### Work instructions
Would you transcribe all of the data exactly, down to the last character?

### Input material
============================================================

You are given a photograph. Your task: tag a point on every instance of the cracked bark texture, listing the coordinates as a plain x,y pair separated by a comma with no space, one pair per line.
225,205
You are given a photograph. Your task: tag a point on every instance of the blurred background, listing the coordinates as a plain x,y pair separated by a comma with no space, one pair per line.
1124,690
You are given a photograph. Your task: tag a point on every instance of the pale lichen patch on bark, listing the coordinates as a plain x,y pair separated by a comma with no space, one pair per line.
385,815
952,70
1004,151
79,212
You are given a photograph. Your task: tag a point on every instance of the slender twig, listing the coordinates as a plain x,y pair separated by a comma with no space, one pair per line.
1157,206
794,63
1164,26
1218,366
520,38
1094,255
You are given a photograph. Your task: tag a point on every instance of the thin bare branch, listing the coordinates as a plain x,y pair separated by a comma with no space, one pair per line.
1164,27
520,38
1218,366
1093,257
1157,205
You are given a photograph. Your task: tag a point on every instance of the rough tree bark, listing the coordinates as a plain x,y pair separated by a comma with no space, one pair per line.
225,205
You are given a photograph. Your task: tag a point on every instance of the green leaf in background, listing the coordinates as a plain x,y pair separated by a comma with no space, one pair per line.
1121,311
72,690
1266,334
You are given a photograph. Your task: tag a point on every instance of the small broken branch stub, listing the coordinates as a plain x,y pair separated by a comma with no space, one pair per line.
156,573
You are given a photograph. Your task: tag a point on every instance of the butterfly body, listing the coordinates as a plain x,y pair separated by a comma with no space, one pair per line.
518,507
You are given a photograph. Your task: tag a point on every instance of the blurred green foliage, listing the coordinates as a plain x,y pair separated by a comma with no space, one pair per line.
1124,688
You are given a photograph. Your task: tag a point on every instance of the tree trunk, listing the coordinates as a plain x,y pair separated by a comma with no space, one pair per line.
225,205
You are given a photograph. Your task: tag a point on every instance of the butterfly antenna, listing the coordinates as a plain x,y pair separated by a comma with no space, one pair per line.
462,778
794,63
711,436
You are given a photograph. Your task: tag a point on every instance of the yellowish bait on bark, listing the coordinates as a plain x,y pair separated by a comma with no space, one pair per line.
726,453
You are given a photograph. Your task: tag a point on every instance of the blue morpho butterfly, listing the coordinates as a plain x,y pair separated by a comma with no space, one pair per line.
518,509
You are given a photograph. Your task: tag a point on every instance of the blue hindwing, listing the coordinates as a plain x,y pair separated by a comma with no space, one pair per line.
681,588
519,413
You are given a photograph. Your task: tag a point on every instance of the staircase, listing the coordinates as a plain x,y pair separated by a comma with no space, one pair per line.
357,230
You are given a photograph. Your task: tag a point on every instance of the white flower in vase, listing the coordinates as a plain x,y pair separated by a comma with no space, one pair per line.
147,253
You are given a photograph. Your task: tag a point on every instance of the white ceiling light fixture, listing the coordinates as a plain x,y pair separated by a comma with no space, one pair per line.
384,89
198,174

============================================================

### Output for this task
You are given a photograph. Your task: tag a point on every instance of the cracked bark texture, listing the coordinates as a plain x,y pair separated by a comma with no space, one pair per line.
225,205
You are given a photograph. Your task: tag a point on every instance of the blurred background, listing the coordinates as a plain x,y pair separated by a comma with no space, one pair per line.
1124,690
You are given a photograph. Your task: tag a point on every instance of the pale lichen patch on bark, listing the coordinates as a plain x,y pair separated by a comma with no space, one pair per line.
385,815
952,70
1004,151
79,212
You are given a photograph. Your task: tag a point on every instance of the slender twig, listing the coordinates as a plain x,y pair separated by a comma with no space, one pair per line.
1157,206
794,63
1164,26
1218,366
520,38
1094,255
You are given a photograph. Your task: tag a point on every instance of the thin bare branch, listing the coordinates as a plain x,y pair separated by a comma with no space, one pair per line.
1164,27
520,38
1218,366
1093,257
1157,205
You are given a photograph. Your task: tag a point on every instance of the rough tree bark, listing the coordinates as a plain x,y pair separated by a comma with no space, one pair per line.
225,205
You are given a photograph. Your task: tag a point on every instance of the green leaf in background, listing the coordinates as a plain x,y pair separated by a comma with no space, one pair per line.
1121,311
72,690
1266,334
You are given a photograph. Your task: tag a point on every instance of the small broken branch stub, listing the coordinates as a plain x,y pair separated by a comma with no space, one pair per line.
156,573
You are given a photograph. Your task: tag a point on every instance of the butterfly body, listing the coordinates as a plain x,y pair separated by a comma with no space, one pair per line.
518,507
You are given a photograph. Your task: tag a point on every instance of the blurred green foliage, listing the coordinates as a plain x,y pair separated by a comma with no space, one pair per line.
1124,688
You are given a photograph. Your task: tag a point on every instance of the tree trunk, listing the coordinates as a plain x,y pair separated by a comma with no space, one pair per line.
225,205
You are given a photograph. Your task: tag a point on every instance of the butterfly antenna, listing the coordinates as a plain x,y pair separated by a comma with no space, one pair per line.
462,778
794,63
711,436
You are given a photograph. Your task: tag a point on every instance of the yellowish bait on bark, listing the coordinates as a plain x,y pair separated by a comma with no space, one pair per line.
726,453
You are given a photograph. Your task: tag a point on every instance of the blue morpho butterfly, listing the coordinates as a plain x,y pair separated by a comma with no space, one pair per line.
518,509
You are given a photograph. Your task: tag a point on every instance of the blue hindwing, listing the coordinates as a plain x,y pair separated by a comma with no space, one pair per line.
681,588
519,413
You are given a photograph. Your task: tag a point on every instance of the staircase, listing the coordinates as a plain x,y pair separated by a comma with no space, one pair per line.
357,230
You are given a photograph. Your task: tag a point on every instance of the white flower in vase, listing the coordinates as a plain x,y pair separated by a comma with no space, one pair per line.
147,253
You are given a photograph. Your task: tag a point on every instance of the white ceiling light fixture, listing the coordinates as a plain x,y pair separated by a comma with no space, one pair per line.
384,89
198,174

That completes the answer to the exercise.